EXCERTO DO DOCUMENTO.
_ _ _ _

As eleições autárquicas de 12 de outubro de 2025 vieram confirmar uma velha verdade da democracia portuguesa: nas autarquias, o voto é mais pessoal e menos partidário. E no Algarve essa evidência revelou-se de forma exemplar, tendo a região demonstrado que a política local obedece a lógicas distintas das legislativas e que os eleitores algarvios são hoje mais exigentes, mais livres e menos previsíveis.


Comparando os resultados de maio com os de outubro, percebemos o desfasamento entre o impulso nacional e a escolha local. Nas legislativas, o distrito de Faro foi um dos palcos do crescimento expressivo do Chega, que conquistou mais de um terço do eleitorado, relegando o PSD e o PS para posições de retração, e muitos não demoraram a concluir que era o prenúncio de uma viragem profunda no mapa político algarvio. Não faltaram insultos gratuitos ofendendo os algarvios da sua escolha democrática.

Contudo, cinco meses depois, nas autárquicas, o cenário nacional fragmentou-se, e em alguns concelhos, o PSD consolidou posições; noutros, o PS resistiu; e, em vários, candidaturas independentes ou movimentos locais venceram contra todos os prognósticos. O eleitor, longe de seguir uma cartilha nacional, votou nas pessoas.

É esse o traço mais marcante da democracia local portuguesa: a personalização do voto em que o cidadão não vota apenas em partidos, vota em rostos, histórias e atitudes. Nas autárquicas, o eleitor conhece o candidato, cruza-se com ele, sente os efeitos concretos das suas decisões no quotidiano. As ruas, a limpeza, o transporte, o turismo e o ordenamento são algumas das matérias que definem o voto, muito mais do que as bandeiras ideológicas ou os discursos inflamados de Lisboa.

Essa realidade deveria servir de aviso aos autarcas agora eleitos. Nenhum deles é dono dos votos que recebeu, porque o voto é emprestado, nunca concedido. É um contrato precário, sujeito a avaliação permanente e onde cada promessa incumprida, cada gesto de arrogância, cada distância criada entre eleito e eleitor, é uma quebra dessa confiança frágil.

_ _ _ _

LINHAS REGISTADAS.
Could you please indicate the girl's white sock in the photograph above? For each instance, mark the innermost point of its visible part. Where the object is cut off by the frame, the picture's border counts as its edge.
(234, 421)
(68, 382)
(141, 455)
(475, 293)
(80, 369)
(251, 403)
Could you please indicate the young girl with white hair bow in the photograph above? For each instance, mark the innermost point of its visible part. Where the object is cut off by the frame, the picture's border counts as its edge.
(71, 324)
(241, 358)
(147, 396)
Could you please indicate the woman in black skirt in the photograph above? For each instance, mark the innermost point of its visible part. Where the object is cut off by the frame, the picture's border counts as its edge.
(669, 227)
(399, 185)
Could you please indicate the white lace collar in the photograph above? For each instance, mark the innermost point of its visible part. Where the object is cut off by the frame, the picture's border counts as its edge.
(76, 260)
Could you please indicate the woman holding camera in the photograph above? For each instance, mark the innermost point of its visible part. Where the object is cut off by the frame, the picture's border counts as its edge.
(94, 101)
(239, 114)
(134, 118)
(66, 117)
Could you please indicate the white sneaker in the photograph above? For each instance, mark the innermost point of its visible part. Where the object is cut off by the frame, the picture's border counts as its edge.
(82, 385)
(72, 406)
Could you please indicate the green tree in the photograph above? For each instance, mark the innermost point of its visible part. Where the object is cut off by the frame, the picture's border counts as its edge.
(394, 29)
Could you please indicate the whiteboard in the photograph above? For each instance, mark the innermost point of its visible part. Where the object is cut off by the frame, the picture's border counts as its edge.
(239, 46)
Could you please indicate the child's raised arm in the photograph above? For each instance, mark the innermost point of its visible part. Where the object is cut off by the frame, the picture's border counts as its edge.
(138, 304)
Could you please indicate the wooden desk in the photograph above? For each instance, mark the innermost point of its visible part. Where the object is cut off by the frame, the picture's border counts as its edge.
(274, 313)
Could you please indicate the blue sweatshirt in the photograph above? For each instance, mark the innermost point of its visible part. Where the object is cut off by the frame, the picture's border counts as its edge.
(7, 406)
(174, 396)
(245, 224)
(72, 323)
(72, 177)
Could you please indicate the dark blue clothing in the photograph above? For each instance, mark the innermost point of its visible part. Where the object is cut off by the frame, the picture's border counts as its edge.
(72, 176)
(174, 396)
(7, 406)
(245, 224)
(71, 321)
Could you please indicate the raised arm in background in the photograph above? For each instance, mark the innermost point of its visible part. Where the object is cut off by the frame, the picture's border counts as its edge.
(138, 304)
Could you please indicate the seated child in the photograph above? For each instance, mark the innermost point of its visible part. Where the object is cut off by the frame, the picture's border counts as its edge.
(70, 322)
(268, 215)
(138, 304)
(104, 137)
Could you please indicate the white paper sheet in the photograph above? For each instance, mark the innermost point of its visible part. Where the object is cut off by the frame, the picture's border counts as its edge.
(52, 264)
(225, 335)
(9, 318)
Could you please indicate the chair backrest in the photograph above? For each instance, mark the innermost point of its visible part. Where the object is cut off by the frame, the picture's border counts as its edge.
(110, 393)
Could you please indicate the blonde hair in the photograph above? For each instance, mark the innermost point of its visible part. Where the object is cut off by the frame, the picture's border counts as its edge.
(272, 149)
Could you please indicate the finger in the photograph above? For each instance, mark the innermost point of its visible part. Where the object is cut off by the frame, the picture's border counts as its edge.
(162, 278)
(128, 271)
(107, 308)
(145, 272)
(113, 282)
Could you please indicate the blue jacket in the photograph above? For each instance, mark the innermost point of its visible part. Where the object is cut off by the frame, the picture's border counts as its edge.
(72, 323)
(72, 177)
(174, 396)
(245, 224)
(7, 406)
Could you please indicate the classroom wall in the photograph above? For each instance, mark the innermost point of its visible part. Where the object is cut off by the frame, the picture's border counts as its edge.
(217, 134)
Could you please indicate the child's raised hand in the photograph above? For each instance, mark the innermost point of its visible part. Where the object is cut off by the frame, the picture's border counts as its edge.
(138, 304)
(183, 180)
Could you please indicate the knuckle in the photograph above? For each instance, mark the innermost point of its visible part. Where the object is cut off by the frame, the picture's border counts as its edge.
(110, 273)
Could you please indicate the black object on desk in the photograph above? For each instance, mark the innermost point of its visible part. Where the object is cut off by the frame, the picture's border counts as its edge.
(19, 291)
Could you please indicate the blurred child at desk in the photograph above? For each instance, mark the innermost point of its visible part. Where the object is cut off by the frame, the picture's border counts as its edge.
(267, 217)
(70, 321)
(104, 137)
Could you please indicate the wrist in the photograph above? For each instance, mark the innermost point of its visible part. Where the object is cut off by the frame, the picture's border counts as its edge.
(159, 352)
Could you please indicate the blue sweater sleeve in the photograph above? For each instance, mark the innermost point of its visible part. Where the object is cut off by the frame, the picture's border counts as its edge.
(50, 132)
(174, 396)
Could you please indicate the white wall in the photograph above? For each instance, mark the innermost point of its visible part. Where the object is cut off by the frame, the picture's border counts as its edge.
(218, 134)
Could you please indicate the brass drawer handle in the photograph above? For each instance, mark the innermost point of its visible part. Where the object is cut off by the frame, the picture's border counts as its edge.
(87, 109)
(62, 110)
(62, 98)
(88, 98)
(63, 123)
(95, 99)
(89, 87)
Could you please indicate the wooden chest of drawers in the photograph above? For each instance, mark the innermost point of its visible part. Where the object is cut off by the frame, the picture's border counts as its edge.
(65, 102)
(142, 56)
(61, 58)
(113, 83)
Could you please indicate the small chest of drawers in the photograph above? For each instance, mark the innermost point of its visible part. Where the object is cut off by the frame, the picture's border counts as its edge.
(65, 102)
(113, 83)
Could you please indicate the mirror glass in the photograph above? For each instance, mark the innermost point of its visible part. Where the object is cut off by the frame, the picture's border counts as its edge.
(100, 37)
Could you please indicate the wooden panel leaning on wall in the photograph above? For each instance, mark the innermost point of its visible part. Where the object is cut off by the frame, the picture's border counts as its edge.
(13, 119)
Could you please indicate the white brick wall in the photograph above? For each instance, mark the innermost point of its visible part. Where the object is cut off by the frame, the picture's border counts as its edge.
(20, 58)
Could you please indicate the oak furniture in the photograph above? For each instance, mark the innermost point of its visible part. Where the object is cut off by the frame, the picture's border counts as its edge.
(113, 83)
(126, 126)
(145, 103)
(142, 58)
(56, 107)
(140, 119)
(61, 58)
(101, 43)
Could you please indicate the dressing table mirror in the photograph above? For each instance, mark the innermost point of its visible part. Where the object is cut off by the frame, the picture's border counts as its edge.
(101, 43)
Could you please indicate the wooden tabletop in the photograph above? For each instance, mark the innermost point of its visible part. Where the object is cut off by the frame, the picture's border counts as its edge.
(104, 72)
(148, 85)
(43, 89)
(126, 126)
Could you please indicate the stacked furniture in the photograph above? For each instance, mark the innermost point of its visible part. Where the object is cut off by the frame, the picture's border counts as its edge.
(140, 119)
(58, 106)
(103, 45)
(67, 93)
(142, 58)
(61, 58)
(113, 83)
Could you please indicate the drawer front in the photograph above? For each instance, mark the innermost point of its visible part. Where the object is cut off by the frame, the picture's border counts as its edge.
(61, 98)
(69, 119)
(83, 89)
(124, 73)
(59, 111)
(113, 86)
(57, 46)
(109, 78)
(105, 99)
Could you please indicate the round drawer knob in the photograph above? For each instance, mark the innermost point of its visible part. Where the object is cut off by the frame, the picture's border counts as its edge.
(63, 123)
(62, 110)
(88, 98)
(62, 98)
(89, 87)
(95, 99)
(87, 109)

_ _ _ _

Prossiga o texto sobre as eleições autárquicas de 2025 no Algarve, começando logo a seguir à última frase apresentada.

RESPOSTA AO EXERCÍCIO.
Ao contrário das legislativas, onde o ciclo é mais abstrato e o eleitorado mais difuso, nas autárquicas a penalização é direta e implacável, porque quem falha sente-o no terreno, nos cafés, nas praças e nas urnas seguintes.

O Algarve, região que cinco meses antes todos insultavam, não compreendendo – nem querendo compreender – as razões que levaram às suas escolhas nas urnas, mostrou também outra faceta interessante, a coexistência entre o voto de protesto nacional e o voto de confiança local.

Muitos eleitores que em maio escolheram um partido como forma de contestação, em outubro optaram por outro ou até por uma lista independente como forma de resolver problemas concretos. O mesmo cidadão que quis «mudar o sistema» nas legislativas quis «melhorar a sua terra» nas autárquicas.

Isso não é incoerência; é maturidade democrática e é a prova de que o eleitor português é capaz de separar o Estado da Câmara, o Parlamento da Junta, o discurso da ação.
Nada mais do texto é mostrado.